(begin)
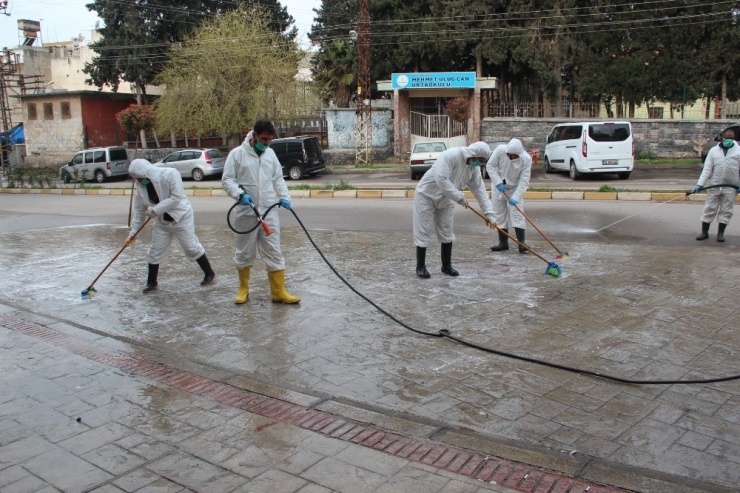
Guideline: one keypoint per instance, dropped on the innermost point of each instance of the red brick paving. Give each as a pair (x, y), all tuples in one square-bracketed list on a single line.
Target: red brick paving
[(520, 477)]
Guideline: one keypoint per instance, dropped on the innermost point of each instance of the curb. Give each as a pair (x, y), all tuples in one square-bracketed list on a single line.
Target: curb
[(389, 194)]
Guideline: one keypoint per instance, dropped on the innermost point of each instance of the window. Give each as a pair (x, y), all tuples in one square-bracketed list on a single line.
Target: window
[(66, 110)]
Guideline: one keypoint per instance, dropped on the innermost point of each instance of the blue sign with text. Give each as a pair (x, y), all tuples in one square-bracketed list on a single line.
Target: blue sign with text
[(434, 80)]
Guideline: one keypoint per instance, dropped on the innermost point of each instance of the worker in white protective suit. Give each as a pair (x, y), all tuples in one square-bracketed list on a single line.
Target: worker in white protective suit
[(160, 195), (722, 167), (509, 169), (436, 195), (253, 174)]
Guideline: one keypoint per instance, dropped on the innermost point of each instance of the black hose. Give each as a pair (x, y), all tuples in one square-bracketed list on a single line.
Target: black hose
[(690, 192), (231, 227), (446, 333)]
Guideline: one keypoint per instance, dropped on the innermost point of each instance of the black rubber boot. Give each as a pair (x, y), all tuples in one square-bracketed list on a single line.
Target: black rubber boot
[(704, 232), (520, 238), (447, 260), (503, 242), (210, 276), (421, 268), (151, 280), (721, 232)]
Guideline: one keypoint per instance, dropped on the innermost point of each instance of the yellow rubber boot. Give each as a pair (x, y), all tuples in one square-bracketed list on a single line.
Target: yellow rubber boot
[(243, 293), (277, 288)]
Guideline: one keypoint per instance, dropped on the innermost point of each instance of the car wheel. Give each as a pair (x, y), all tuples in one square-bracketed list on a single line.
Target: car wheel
[(574, 174), (548, 168), (295, 172)]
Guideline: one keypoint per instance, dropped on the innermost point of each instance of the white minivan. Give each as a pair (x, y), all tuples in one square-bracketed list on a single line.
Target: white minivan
[(591, 147)]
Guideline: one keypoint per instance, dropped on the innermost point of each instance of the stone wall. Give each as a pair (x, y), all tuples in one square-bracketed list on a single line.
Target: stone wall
[(662, 138)]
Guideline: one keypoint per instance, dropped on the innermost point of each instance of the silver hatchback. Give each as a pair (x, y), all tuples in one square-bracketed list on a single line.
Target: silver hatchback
[(195, 163)]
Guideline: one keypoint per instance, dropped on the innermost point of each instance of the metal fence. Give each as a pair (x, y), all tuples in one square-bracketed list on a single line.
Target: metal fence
[(577, 110), (436, 126)]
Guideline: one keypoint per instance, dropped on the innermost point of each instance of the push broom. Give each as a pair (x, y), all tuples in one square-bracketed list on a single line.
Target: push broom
[(562, 254), (553, 269), (91, 291)]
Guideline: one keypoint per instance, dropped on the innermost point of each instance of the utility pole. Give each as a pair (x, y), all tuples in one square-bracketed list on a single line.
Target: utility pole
[(363, 127)]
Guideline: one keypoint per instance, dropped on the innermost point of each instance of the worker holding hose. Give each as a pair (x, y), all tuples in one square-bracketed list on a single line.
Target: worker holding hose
[(435, 197), (160, 195), (509, 169), (721, 167), (252, 174)]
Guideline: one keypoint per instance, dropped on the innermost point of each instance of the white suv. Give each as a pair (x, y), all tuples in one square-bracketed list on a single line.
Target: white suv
[(96, 164), (591, 147)]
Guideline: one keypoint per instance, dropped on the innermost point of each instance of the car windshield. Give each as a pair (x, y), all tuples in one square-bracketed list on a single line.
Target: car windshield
[(609, 132), (118, 154), (430, 147)]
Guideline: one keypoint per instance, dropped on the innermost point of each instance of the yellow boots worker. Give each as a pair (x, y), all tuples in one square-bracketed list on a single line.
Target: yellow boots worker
[(252, 174), (278, 294)]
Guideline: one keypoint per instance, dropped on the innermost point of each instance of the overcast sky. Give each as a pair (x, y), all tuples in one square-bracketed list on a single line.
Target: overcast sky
[(63, 20)]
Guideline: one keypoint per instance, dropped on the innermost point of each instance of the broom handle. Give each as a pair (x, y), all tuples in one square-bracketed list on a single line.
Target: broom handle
[(535, 226), (119, 252), (509, 236)]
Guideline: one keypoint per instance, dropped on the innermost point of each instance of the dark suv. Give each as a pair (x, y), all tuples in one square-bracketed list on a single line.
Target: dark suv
[(299, 156)]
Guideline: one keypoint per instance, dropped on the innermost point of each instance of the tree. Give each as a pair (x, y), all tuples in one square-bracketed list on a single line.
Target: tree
[(137, 34), (233, 69)]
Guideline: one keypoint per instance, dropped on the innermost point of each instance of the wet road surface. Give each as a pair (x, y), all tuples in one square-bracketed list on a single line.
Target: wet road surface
[(646, 301)]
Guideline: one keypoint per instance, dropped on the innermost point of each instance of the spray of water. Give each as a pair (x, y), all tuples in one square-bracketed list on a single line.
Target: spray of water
[(638, 213)]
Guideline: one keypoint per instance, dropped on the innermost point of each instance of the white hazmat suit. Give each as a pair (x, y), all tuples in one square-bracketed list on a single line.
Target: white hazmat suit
[(720, 169), (439, 190), (516, 174), (260, 177), (173, 204)]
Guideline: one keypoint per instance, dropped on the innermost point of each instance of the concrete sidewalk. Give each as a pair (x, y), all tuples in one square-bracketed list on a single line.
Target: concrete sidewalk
[(638, 311)]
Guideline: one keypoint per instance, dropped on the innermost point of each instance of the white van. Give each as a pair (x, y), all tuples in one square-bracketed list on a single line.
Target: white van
[(591, 147)]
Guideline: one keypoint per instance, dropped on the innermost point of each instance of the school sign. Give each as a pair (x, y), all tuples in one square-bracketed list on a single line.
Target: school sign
[(434, 80)]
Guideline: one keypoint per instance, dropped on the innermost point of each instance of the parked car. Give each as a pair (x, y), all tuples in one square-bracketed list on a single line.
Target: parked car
[(195, 163), (493, 144), (299, 156), (717, 138), (423, 156), (97, 164), (591, 147)]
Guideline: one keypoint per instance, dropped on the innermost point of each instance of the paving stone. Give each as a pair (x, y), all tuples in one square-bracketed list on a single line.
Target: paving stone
[(274, 481), (192, 472), (65, 471), (340, 476), (136, 479), (114, 459)]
(end)
▸ **WHAT YOU ARE ASKED TO DO**:
Print all of the data above verbatim, line for line, omitting the pictures.

▸ **ANSWER TO THE EXERCISE**:
Guideline: one keypoint per instance, dropped on the innermost point of each instance of the red brick paving. Give each as a pair (x, y), all tuples in one square-bracketed list on a single line.
Target: red brick paving
[(520, 477)]
Guideline: one keypoint per instance, dropped on the innermost point of each instance of the curb. Give each as a pair (x, y), all tuples in one square-bracketed list on a single line.
Target: curb
[(389, 194)]
Guideline: one keypoint per instance, dropped on the innermost point of each instance of the window. Give each as a pair (x, y), all tuples in one square-bracketed list on a single line.
Target: window
[(66, 110)]
Guideline: one keypoint per instance, dropped on the innermost point of each instance of the blue sign with text. Give each as a pair (x, y), all tuples in one square-bracketed list on a single line.
Target: blue sign with text
[(434, 80)]
Guideline: one keypoint per instance, dropped on the innermost point of each instance of the worker in white protective suit. Give each as a pair (x, y), all tuples in one square-bracketed list on a single line.
Target: worker in white protective suit
[(160, 195), (722, 167), (509, 169), (436, 195), (253, 174)]
Guideline: one keypoint per instance, dropped on the innermost point of each instance of the black hose. Give each as a pair (x, y), all tuples in one square-bracketed list on a single line.
Target: black hose
[(690, 192), (231, 227), (446, 333)]
Guideline: one keypoint per instance, dropped on the innermost point of each instance of the black rubber boot. Give each as a pair (x, y), all tuples in one square-bracketed list on a single line.
Target: black rubber boot
[(704, 232), (520, 238), (447, 260), (503, 242), (210, 276), (421, 268), (151, 280), (721, 232)]
Guideline: one keypoint per instance, dropped on the innermost point of each instance of the yellow rubber boot. Give each as a pair (x, y), all tuples in one square-bracketed list on a single line.
Target: yellow rubber boot
[(243, 293), (277, 288)]
Guideline: one keypoint per instance, dropped on the innermost point of each instance of the car wheel. Give each as a pair (x, y), all tuples in one square-bracketed list on a single line.
Target: car wheel
[(574, 174), (548, 168), (295, 172)]
Guideline: one keypoint per instance, dropped on the innermost point of each instance of the white minivan. Give each as a pair (x, y), all tuples in one square-bracketed list on a single line.
Target: white minivan
[(591, 147)]
Guideline: one keypoint per instance, dropped on the innermost point of each instance of the stone wall. Give each as a pair (x, y), all tuples in one square-bracketed list on a single line.
Target: stone wall
[(662, 138)]
Guideline: one keypoint per instance, dropped on the innermost point of each instance of the silver hatchback. Give each as a pair (x, y), all tuples in one square-bracketed list on a single line.
Target: silver hatchback
[(195, 163)]
Guideline: one keypoint per instance, dropped on the innermost point of each instance of the metal fence. Give each as a pair (x, y), all tuples in one square-bracketed list on a single line.
Target: metal fence
[(577, 110), (436, 126)]
Guideline: one keypoint per instance, dropped on the innermost point of each instance of the push broom. Give each as a pair (x, y), all tuples in one square-bracketed list on a single line.
Target: push broom
[(562, 254), (553, 269), (91, 291)]
Guideline: one keypoint per instance, dropped on the innermost point of each instance of the utility pole. Give each as a pair (x, y), all tuples in one square-bracketed list on a single line.
Target: utility pole
[(363, 127)]
Guideline: one keypoint per instance, dropped on the innermost point of each instance of the worker holding hose. Give each as a pair (x, y), all tuples in one square-bracketed list on a single line.
Target: worker holding hose
[(435, 197), (160, 195), (509, 169), (721, 167), (252, 174)]
Guideline: one keypoint per instance, dropped on the innermost point of each instance of the white suv. Give each as a pair (x, y), all tuples in one square-bracketed list on a single line.
Target: white suv
[(96, 164), (591, 147)]
Guideline: one keypoint per instance, dropped on the innermost point of each instance of the car windshield. Give each as a pair (x, y), all tuples in one square-bracketed list on a single line.
Target: car windshield
[(609, 132), (118, 154), (430, 147)]
Guideline: one keypoint per instance, dropped on the innermost point of each instance of the yellow boots worker. Give each as a pair (x, y), all tuples in one square-bracketed list on a single line.
Target: yellow boots worker
[(252, 174), (278, 294)]
Guideline: one keypoint per instance, dropped on the innermost point of each instance of the overcast sky. Give each as a pair (x, y), all tuples in one square-bracketed list on a single line.
Target: overcast sky
[(63, 20)]
Guideline: one keypoint per instance, dropped on the innermost point of each instance of the broom handle. Give each as a pair (x, y), all tuples in one square-bracketed list on a single line.
Target: broom handle
[(535, 226), (119, 252), (509, 236)]
Guideline: one keypoint per instance, dropped on the innermost point of each instance of the dark suv. Give each as a pair (x, y), all tuples in one square-bracketed list on a single line.
Target: dark suv
[(299, 156)]
Guideline: one keypoint per instance, dropped on the innermost point of each instance of the tree. Give each as a pair (x, y), all tuples in one square-bracketed list on a single line.
Target: tree
[(137, 34), (233, 69)]
Guideline: one keypoint per instance, dropped on the innermost point of each instance of the wet road surface. Give each as a pair (x, y), all tuples in one square-bracketed list on a single line.
Target: wet road surface
[(646, 301)]
Guideline: one keypoint per instance, dropped on the innermost point of each instance of the spray of water. Give each as a pair (x, y), all tuples in one square-bracketed list on a single line.
Target: spray of water
[(638, 213)]
Guideline: one keypoint per instance, dropped on the innermost point of each instance of the white hazmat suit. Give each as a pair (x, y), all tuples in one square-bracketed list on a single line.
Target: white hazmat suit
[(720, 169), (439, 190), (516, 174), (260, 177), (173, 204)]
Guideline: one keypoint per instance, dropped on the innermost point of each instance of the concrete sidewalk. Give each as a pair (x, y), all tuples in one square-bracketed list on a single line.
Target: concrete sidewalk
[(638, 311)]
Guideline: one keypoint per instance, dropped on the innermost point of each instance of the white van. Give each as a pair (x, y), all tuples in one square-bracketed list on a single line.
Target: white van
[(591, 147)]
Guideline: one keypoint per instance, dropped on the innermost point of each instance of the school sign. Give each as a pair (x, y), all tuples in one square-bracketed list on a single line.
Target: school sign
[(434, 80)]
Guideline: one keypoint per instance, dropped on the innermost point of each instance of the parked car. Give each as a pair (x, y), all tuples in one square-bracketed list on a single line.
Target: parked car
[(195, 163), (493, 144), (299, 156), (717, 138), (423, 156), (97, 164), (591, 147)]
Guideline: one keypoint per instance, dropped on the innermost point of each instance of the paving stone. Give each as a pair (x, y), all tuples in one square-bracketed list on a single line.
Target: paving stone
[(274, 481), (192, 472), (65, 471), (340, 476), (136, 479), (114, 459)]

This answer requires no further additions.